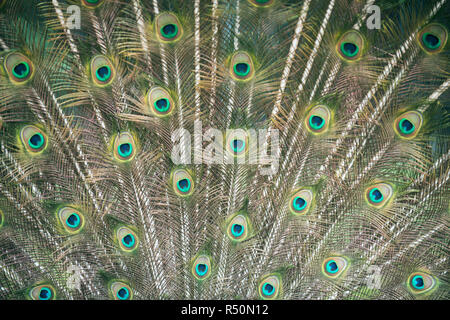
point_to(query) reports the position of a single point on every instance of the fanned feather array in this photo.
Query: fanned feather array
(131, 139)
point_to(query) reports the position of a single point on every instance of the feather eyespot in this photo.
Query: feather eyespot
(42, 292)
(318, 119)
(432, 38)
(102, 71)
(269, 287)
(238, 228)
(350, 46)
(160, 102)
(333, 267)
(301, 201)
(408, 124)
(121, 291)
(124, 147)
(183, 184)
(241, 67)
(168, 28)
(71, 219)
(379, 195)
(91, 3)
(421, 282)
(201, 268)
(33, 139)
(19, 68)
(128, 241)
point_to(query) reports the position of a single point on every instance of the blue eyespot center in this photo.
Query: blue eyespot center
(123, 293)
(128, 241)
(201, 269)
(169, 30)
(45, 294)
(299, 203)
(376, 195)
(184, 185)
(241, 69)
(162, 105)
(349, 49)
(316, 122)
(406, 126)
(36, 141)
(237, 145)
(73, 220)
(431, 41)
(268, 289)
(332, 266)
(125, 149)
(21, 70)
(418, 283)
(103, 73)
(237, 229)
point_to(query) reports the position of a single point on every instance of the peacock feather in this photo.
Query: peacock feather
(215, 149)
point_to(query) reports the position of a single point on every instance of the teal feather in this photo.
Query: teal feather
(93, 204)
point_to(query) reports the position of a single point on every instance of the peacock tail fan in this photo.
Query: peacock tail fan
(212, 149)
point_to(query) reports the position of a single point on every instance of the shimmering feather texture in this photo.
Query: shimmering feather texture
(353, 203)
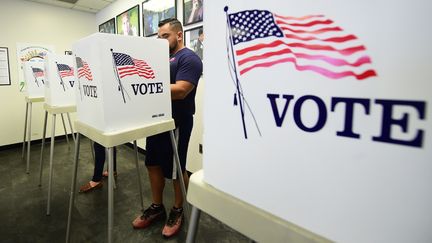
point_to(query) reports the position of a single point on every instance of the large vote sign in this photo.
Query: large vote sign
(60, 80)
(34, 76)
(319, 112)
(123, 81)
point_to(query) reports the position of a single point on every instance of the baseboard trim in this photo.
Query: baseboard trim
(60, 137)
(33, 142)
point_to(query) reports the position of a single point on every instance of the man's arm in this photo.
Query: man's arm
(181, 89)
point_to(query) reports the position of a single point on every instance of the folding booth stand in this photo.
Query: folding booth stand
(27, 128)
(53, 110)
(110, 140)
(123, 95)
(59, 99)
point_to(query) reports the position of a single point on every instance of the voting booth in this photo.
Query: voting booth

**REQUEST**
Could you lay out every line of the items above as a JSON list of strings, one string per line, skipping blank lines and leaving the pictures out?

**ANSWER TO THE EXERCISE**
[
  "point_to(query) reports the position of a single point on every instance of the fanned feather array in this photo.",
  "Query: fanned feather array",
  "(131, 139)",
  "point_to(query) reports the position of a single point on every instance of the feather eyespot in this photo.",
  "Query: feather eyespot",
  "(42, 292)",
  "(318, 119)",
  "(432, 38)",
  "(102, 71)",
  "(269, 287)",
  "(238, 228)",
  "(350, 46)",
  "(160, 102)",
  "(333, 267)",
  "(301, 201)",
  "(408, 124)",
  "(121, 291)",
  "(124, 147)",
  "(183, 184)",
  "(241, 67)",
  "(168, 28)",
  "(71, 219)",
  "(379, 195)",
  "(91, 3)",
  "(421, 282)",
  "(201, 268)",
  "(33, 139)",
  "(19, 68)",
  "(128, 241)",
  "point_to(query) reports the position of a single point on every instance of the blue eyespot center in this photo.",
  "Query: blue eyespot center",
  "(123, 293)",
  "(128, 241)",
  "(201, 269)",
  "(169, 30)",
  "(45, 294)",
  "(299, 203)",
  "(376, 195)",
  "(184, 185)",
  "(241, 69)",
  "(162, 105)",
  "(349, 49)",
  "(316, 122)",
  "(406, 126)",
  "(36, 141)",
  "(237, 145)",
  "(73, 220)",
  "(431, 41)",
  "(268, 289)",
  "(332, 266)",
  "(125, 149)",
  "(21, 70)",
  "(418, 283)",
  "(103, 73)",
  "(237, 229)",
  "point_to(query) reports the position of a single point on every instance of the peacock feather in this photo.",
  "Query: peacock feather",
  "(215, 149)",
  "point_to(query) reports the position of a single point on every instance of the teal feather in this photo.",
  "Query: teal feather",
  "(93, 204)",
  "point_to(query) reports the position of a single point on every instance of the peacock tail fan in this photo.",
  "Query: peacock tail fan",
  "(212, 149)",
  "point_to(query) reports the position of a single point on every instance of the shimmering feather texture in this photo.",
  "Query: shimmering feather texture",
  "(353, 203)",
  "point_to(query) reports the position of a single point on every instance of the large vote sign in this photo.",
  "Query: large vote sign",
  "(60, 80)",
  "(34, 76)",
  "(319, 112)",
  "(123, 81)",
  "point_to(query) reports the position of a single point on every instance of the baseboard trim in this photo.",
  "Query: baseboard trim",
  "(60, 137)",
  "(33, 142)",
  "point_to(query) reports the position of a single point on every instance of the man's arm in this photo.",
  "Query: man's arm",
  "(181, 89)",
  "point_to(query) reports the position of a single point on every instance of the folding booth stand in this photo.",
  "Query: folding booth stand",
  "(27, 128)",
  "(53, 110)",
  "(110, 140)",
  "(123, 95)",
  "(59, 99)",
  "point_to(query) reports the position of a single point on every instance of the voting booth in this photo.",
  "Query: voting booth"
]